#### [TASK DIRECTIONS]
Pull each line containing "pixels" out of the listing below.

#### [MATERIAL FOR THIS EXERCISE]

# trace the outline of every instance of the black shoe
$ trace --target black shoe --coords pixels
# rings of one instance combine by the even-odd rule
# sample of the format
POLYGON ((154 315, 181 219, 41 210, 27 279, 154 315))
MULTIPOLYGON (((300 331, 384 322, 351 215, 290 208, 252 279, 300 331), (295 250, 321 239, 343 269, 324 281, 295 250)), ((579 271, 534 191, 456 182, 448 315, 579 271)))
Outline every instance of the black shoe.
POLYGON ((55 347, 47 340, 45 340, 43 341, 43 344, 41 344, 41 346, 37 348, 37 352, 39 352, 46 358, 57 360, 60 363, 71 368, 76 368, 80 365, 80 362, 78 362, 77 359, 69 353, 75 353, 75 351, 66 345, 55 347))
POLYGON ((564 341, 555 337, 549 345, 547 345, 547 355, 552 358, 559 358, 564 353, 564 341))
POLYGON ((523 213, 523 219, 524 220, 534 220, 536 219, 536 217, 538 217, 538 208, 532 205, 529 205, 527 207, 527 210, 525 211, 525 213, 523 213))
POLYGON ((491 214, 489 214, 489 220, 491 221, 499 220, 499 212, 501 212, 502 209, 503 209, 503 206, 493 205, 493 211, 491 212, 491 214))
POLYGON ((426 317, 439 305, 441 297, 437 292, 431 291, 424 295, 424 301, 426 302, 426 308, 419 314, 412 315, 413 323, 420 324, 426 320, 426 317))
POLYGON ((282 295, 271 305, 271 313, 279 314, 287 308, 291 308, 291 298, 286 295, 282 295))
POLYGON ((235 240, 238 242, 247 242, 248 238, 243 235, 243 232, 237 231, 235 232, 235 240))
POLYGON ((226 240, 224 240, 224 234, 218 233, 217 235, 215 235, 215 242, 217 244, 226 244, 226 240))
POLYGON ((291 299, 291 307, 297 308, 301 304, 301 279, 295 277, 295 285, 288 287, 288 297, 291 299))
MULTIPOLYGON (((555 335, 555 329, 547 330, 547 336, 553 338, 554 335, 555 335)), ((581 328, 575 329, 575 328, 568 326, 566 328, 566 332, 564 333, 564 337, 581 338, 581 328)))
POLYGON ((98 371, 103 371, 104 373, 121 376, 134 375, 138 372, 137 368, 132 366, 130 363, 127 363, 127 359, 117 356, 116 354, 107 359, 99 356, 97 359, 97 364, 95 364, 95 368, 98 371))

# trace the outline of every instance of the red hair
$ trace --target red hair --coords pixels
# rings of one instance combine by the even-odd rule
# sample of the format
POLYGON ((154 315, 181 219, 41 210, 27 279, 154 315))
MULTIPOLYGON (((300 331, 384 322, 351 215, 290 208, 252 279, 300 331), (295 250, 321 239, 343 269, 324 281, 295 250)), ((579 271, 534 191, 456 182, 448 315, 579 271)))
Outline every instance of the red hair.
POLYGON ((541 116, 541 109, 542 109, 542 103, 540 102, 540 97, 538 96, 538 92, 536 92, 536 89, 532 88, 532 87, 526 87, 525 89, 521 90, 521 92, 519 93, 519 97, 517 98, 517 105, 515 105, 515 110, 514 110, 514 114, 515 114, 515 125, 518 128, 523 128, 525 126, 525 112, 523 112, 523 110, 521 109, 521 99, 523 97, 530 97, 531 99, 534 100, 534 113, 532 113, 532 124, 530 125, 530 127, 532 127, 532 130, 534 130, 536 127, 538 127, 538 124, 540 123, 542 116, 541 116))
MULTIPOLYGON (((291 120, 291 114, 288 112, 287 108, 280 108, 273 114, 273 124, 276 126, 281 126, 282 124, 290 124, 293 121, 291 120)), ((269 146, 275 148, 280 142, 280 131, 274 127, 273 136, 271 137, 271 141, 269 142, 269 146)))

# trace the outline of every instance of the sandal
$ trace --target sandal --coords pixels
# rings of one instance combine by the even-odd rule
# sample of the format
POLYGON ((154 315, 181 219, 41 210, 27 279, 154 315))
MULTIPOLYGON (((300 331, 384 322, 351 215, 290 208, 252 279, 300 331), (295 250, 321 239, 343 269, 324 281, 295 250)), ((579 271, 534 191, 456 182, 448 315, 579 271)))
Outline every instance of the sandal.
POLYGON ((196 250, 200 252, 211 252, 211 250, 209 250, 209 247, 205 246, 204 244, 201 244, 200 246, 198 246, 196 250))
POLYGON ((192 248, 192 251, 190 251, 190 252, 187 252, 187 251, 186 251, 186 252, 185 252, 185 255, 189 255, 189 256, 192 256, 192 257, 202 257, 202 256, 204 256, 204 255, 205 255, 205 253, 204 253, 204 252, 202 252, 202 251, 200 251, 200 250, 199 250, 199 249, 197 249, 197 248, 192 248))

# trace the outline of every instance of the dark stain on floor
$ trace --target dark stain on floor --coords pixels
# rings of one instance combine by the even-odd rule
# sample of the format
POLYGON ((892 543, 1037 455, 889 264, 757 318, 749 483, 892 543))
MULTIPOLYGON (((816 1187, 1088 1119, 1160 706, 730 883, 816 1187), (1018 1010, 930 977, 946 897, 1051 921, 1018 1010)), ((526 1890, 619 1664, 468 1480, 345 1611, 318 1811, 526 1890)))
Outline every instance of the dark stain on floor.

#### [SOLUTION TO THE PROBLEM]
$ trace --target black shoe --coords pixels
$ trace --target red hair --coords pixels
$ trace --target sandal --coords pixels
$ trace --target dark stain on floor --coords pixels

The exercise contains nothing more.